It’s she who shatters the complacency of Sir Robert’s world with an uncompromising demand. Either he use his political influence to involve the government in a questionable financial venture or she will expose him to the world as a corrupt opportunist who once advanced his personal and political fortunes by selling state secrets.

In brief, the lady is a blackmailer — and a thief, a liar, and the most cunning of manipulators. Yaraghi fully understands her entertainment value: there’s a deftly staged moment when Lord Goring, wrongly thinking that he has gained the better of her, discovers too late that she has turned the tables on him and made off with an incriminating letter. But Wilde has also given her some observant lines and witticisms, remarks that deliver some unsettling truths about society. Yaraghi handles these lines with ease and fluidity; she also makes the maddening Mrs. Cheveley a real person. Raw human emotions are clearly at work when it comes to the fierce dislike that she and Lady Chilton have for each other — a dislike rooted in their school days.

Nevertheless, the production doesn’t always keep us oblivious to the play’s length, particularly in the first half when people are striking postures rather than giving performances. Indeed, and it may be sacrilege to say this, An Ideal Husband might benefit from might benefit from even more judicious trimming than it has already received.  For example, there’s an interminable monologue from the garrulous Lady Markby about politics and the social order, and although Marion Adler, a good actress with a fine sense of character, puts everything she has into the sequence, you’re still praying for it to end.

But gradually, because of the strength of specific characterizations, the production finds its footing. And amidst the many moments of high comedy, and melodramatic skullduggery, high moral issues are at stake as well.

The performances of Tim Campbell and Sophia Walker as Lord and Lady Chilton show a once-secure marriage in damage-control mode because of deceit and criminality. Even if Mrs. Cheveley is thwarted, can it be saved? And if stability returns to the marriage, can Lord Chilton’s career be saved? Is compromise possible given the morally uncompromising nature of Lady Chilton judgment on his past behavior?  The conflicts defined so beautifully in Sophia Walker’s characterization also point to the irony in the play’s title.

┄┄┄┄┄┄┄┄┄┄┄┄┄┄┄┄┄┄┄┄

▸ **Your tasks**:
1 - According to the review, where does the dislike between Mrs. Cheveley and Lady Chilton have its roots?
2 - Rewrite the review from "But gradually, because" to "the play’s title.", putting "intrigue" in place of "skullduggery".
The items below have no connection to the review.

▸ **Records shown**:
┄┄┄┄┄┄┄┄┄┄┄┄┄┄┄┄┄┄┄┄

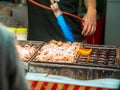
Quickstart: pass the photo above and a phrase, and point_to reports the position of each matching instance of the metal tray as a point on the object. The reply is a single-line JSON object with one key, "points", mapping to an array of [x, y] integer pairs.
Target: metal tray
{"points": [[74, 58], [81, 72]]}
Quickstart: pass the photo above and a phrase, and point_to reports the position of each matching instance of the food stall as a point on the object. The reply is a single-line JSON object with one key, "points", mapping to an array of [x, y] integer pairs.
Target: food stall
{"points": [[57, 65]]}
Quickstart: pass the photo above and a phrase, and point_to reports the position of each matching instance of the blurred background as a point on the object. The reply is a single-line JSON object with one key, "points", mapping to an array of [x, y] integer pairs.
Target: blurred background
{"points": [[13, 13]]}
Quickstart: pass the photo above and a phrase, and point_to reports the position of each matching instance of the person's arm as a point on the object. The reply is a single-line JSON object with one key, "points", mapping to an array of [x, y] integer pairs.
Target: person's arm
{"points": [[89, 24]]}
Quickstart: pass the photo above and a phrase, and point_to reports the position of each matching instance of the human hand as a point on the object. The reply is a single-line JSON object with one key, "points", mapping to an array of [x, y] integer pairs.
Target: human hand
{"points": [[89, 23]]}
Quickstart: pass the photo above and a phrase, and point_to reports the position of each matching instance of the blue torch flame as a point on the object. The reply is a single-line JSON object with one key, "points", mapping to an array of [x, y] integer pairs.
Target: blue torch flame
{"points": [[65, 28]]}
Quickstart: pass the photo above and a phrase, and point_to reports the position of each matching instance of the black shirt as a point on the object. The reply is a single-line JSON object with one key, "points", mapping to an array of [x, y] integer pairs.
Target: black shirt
{"points": [[43, 25]]}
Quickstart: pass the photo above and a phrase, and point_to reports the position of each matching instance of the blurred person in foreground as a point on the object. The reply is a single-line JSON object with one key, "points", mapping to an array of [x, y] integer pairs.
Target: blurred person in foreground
{"points": [[43, 25], [11, 72]]}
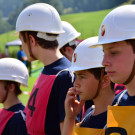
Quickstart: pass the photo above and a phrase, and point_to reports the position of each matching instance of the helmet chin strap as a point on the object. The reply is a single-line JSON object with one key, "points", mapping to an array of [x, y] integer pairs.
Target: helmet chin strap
{"points": [[130, 76], [5, 97], [99, 85], [29, 47]]}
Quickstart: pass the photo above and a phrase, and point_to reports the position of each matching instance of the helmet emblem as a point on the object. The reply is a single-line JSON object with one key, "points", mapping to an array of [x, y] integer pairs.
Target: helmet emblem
{"points": [[75, 57], [103, 30]]}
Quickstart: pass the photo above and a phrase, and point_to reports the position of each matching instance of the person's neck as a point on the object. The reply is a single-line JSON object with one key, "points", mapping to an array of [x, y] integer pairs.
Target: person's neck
{"points": [[47, 56], [103, 101], [131, 87], [9, 103]]}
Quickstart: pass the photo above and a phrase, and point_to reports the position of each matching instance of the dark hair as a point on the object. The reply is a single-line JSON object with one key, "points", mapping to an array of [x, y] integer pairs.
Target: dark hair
{"points": [[97, 74], [17, 87], [132, 43], [42, 42]]}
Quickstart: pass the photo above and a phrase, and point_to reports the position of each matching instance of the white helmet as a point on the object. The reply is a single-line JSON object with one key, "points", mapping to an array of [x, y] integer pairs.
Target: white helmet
{"points": [[13, 70], [69, 35], [86, 58], [39, 17]]}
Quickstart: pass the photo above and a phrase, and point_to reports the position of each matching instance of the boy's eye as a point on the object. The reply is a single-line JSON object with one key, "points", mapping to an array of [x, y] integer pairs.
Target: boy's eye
{"points": [[113, 53]]}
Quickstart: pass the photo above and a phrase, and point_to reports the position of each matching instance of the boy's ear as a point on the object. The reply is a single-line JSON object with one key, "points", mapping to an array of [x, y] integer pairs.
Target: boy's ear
{"points": [[32, 40], [11, 87], [106, 81]]}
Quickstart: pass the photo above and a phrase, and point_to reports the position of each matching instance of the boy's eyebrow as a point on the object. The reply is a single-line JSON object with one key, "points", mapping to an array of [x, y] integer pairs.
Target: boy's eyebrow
{"points": [[80, 73]]}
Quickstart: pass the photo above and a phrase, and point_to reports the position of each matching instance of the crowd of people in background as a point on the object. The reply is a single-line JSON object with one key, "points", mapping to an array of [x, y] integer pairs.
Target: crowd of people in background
{"points": [[83, 89]]}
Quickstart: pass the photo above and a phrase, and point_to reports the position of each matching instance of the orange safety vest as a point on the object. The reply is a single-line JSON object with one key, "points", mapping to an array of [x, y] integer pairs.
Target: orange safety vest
{"points": [[121, 119]]}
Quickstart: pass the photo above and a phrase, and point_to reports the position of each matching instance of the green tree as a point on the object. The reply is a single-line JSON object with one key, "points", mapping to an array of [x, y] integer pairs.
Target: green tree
{"points": [[4, 26]]}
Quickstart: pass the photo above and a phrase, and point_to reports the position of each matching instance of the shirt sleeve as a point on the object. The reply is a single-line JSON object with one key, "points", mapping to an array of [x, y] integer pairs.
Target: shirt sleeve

┄┄┄┄┄┄┄┄┄┄┄┄┄┄┄┄┄┄┄┄

▸ **Expected results**:
1 - In their school days.

2 -
But gradually, because of the strength of specific characterizations, the production finds its footing. And amidst the many moments of high comedy, and melodramatic intrigue, high moral issues are at stake as well.

The performances of Tim Campbell and Sophia Walker as Lord and Lady Chilton show a once-secure marriage in damage-control mode because of deceit and criminality. Even if Mrs. Cheveley is thwarted, can it be saved? And if stability returns to the marriage, can Lord Chilton’s career be saved? Is compromise possible given the morally uncompromising nature of Lady Chilton judgment on his past behavior?  The conflicts defined so beautifully in Sophia Walker’s characterization also point to the irony in the play’s title.